Modern internet (the World Wide Web) turned 25-years-old this past week on December 20th.
And while most of us grew up with it (I see you AIM, I see you), it’s important to remember that at 25-years-old the internet is still in it’s infancy. Yes, it’s grown fast. We have access to almost every bit of information we’ll ever need and can video chat with virtually anyone on earth from every part of the world. But it’s still just a baby.
To put that in perspective, 25 years is same amount of time between when Ford started and when they released the Model A. Now, nearly 80 years later, we have self-driving cars that are more like computers than the what was produced back then.
In other words, there’s significant amount of innovation ahead… our little baby internet is like a car with a top speed of 60 MPH.
Ford Model A
However, even though we’ve made it this far, when it was invented there was a handful of people who thought the internet was a fad like Beanie Babies or No Fear t-shirts.
And so, to celebrate our baby’s big 2-5, I’m sharing with you a Newsweek article from 1995 that was written by one of these naysayers.
Spoiler: The article’s author, Clifford Stoll, predicts that the internet will die after 1996.
At the time, Stoll was living in Silicon Valley as a technology author and columnist for Newsweek. In his article, Stoll claimed that the internet will never work because “hardware and software will all top out in the mid-90s and, thus, the Internet will never ever get any more user friendly or portable. Also, it is different and scary.”

### Exercises
1: Decide whether each statement agrees with the piece on the web's 25th birthday. Answer yes or no for each, and quote the words that decide it.
(a) The World Wide Web turned 25 on December 20th.
(b) When he wrote his article, Stoll was living in New York.
(c) The article shared by the writer ran in Newsweek in 1995.
2: Answer from the piece on the web's 25th birthday:
(a) What top speed does the piece give the car that it likens the internet to?
(b) After what year does Stoll predict the internet will die?
(c) Which Ford car does the piece say came out 25 years after Ford started?
3: Reproduce the stretch of the piece on the web's 25th birthday from "Modern internet (the" through "produced back then.", word for word.

### Data excerpt
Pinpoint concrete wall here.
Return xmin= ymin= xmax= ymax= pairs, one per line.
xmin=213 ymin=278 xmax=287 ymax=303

### Solutions by task
1:
(a) Yes: "turned 25-years-old this past week on December 20th"
(b) No: "Stoll was living in Silicon Valley as a technology author and columnist for Newsweek"
(c) Yes: "a Newsweek article from 1995"

2:
(a) 60 MPH
(b) 1996
(c) The Model A

3:
Modern internet (the World Wide Web) turned 25-years-old this past week on December 20th.
And while most of us grew up with it (I see you AIM, I see you), it’s important to remember that at 25-years-old the internet is still in it’s infancy. Yes, it’s grown fast. We have access to almost every bit of information we’ll ever need and can video chat with virtually anyone on earth from every part of the world. But it’s still just a baby.
To put that in perspective, 25 years is same amount of time between when Ford started and when they released the Model A. Now, nearly 80 years later, we have self-driving cars that are more like computers than the what was produced back then.